*** Opening of Given passage ***

TMSHow long of a shoot was it?

DAWe shot roughly between December 2016 and February 2017.

TMSVictoria Elizabeth is great as Theta Girl. How was she ultimately cast?

DAChris found her via social media, I believe. We watched her reel online, met her in person and knew pretty quickly that she was the one.

TMSHow were the other main actors selected?

DAWe held an open casting call in Columbia, and drew a decent pool of prospects from across the southeast.

TMSDid you adjust any of the script after the actors were there?

DANot really. Of course, each actor brought something to their role. But we didn't really change the words too much. There's one major exception. Shane Silman, who plays the villain Brother Marcus, wrote some of his own monologues.

TMSIn terms of writing choices, anyone that you try to emulate? Or ones that have influenced you?

DAMy writing heroes are all novelists. Robertson Davies. Ernest Hemingway. Arthur Nersesian. Kurt Vonnegut. Many others.

TMSThe film has a very gritty style reminiscent of exploitation and grindhouse cinema from the '70s, but also mixes other subgenres into it. What made you choose that style and were there any specific films that influenced the style?

DAExploitation films are cheap to make. You trade expensive sets, actors and effects for attitude, which is free. For the more cosmic and trippy elements, I found inspiration in movies such as BEYOND THE BLACK RAINBOW, THE LAIR OF THE WHITE WORM, SUSPIRIA and Darren Aronofsky's stuff.

TMSNudity and violence are typically expected in a grindhouse/exploitation film. How easy was it to get so many actors to appear nude in the film?

DAIt was shockingly easy to cast nude extras. We didn't ask for a lot of nudity from our main cast, but some of them actually insisted. Turns out, lots of people just like being naked. I thought the main orgy scene would be a nightmare to produce, but it was actually one of our easier shoots.

TMSLow budget film productions have been historically known for being difficult and demanding. How was this production on the cast and crew? Any challenges or funny stories?

*** Close of Given passage ***
*** Opening of Provided information ***

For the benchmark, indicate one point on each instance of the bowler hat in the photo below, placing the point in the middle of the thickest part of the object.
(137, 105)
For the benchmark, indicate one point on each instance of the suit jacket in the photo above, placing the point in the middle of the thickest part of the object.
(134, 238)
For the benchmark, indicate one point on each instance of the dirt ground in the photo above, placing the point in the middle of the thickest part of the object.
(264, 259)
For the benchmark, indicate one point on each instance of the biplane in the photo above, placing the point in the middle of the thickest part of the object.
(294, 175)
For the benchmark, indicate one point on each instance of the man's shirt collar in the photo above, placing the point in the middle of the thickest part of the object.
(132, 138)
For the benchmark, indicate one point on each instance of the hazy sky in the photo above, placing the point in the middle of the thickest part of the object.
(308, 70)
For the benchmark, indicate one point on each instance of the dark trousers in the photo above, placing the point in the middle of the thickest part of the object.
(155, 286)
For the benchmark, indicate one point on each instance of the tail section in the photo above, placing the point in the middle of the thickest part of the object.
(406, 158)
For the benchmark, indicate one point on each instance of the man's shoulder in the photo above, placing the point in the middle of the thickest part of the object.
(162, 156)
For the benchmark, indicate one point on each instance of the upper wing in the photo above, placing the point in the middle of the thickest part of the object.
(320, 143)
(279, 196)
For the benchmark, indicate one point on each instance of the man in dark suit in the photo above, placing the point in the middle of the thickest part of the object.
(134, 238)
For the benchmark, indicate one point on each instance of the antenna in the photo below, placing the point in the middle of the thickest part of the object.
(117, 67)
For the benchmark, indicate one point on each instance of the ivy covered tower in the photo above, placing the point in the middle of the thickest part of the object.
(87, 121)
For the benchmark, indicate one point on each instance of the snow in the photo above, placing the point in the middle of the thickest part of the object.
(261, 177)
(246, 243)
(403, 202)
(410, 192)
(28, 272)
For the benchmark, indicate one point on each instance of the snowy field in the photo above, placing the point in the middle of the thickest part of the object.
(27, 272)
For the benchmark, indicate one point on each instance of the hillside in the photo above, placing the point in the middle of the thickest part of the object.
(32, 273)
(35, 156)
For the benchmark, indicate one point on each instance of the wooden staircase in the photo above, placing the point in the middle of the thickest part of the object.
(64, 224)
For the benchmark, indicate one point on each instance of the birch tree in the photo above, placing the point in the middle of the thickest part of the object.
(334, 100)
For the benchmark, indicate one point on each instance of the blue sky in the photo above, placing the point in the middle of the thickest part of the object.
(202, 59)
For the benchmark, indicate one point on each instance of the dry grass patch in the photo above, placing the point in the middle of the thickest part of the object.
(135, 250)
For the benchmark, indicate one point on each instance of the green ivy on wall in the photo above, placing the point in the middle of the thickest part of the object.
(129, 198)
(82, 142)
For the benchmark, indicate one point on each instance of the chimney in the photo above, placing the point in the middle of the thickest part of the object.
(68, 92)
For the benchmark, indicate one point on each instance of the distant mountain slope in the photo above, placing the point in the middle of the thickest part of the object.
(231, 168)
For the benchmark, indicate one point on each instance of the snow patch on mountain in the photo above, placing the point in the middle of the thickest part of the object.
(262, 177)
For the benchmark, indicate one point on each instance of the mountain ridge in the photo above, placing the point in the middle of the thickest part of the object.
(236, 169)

*** Close of Provided information ***

**Aim of the task**: List every novelist the filmmaker names as a writing hero in the interview.

**Answer to this problem**: Robertson Davies, Ernest Hemingway, Arthur Nersesian, Kurt Vonnegut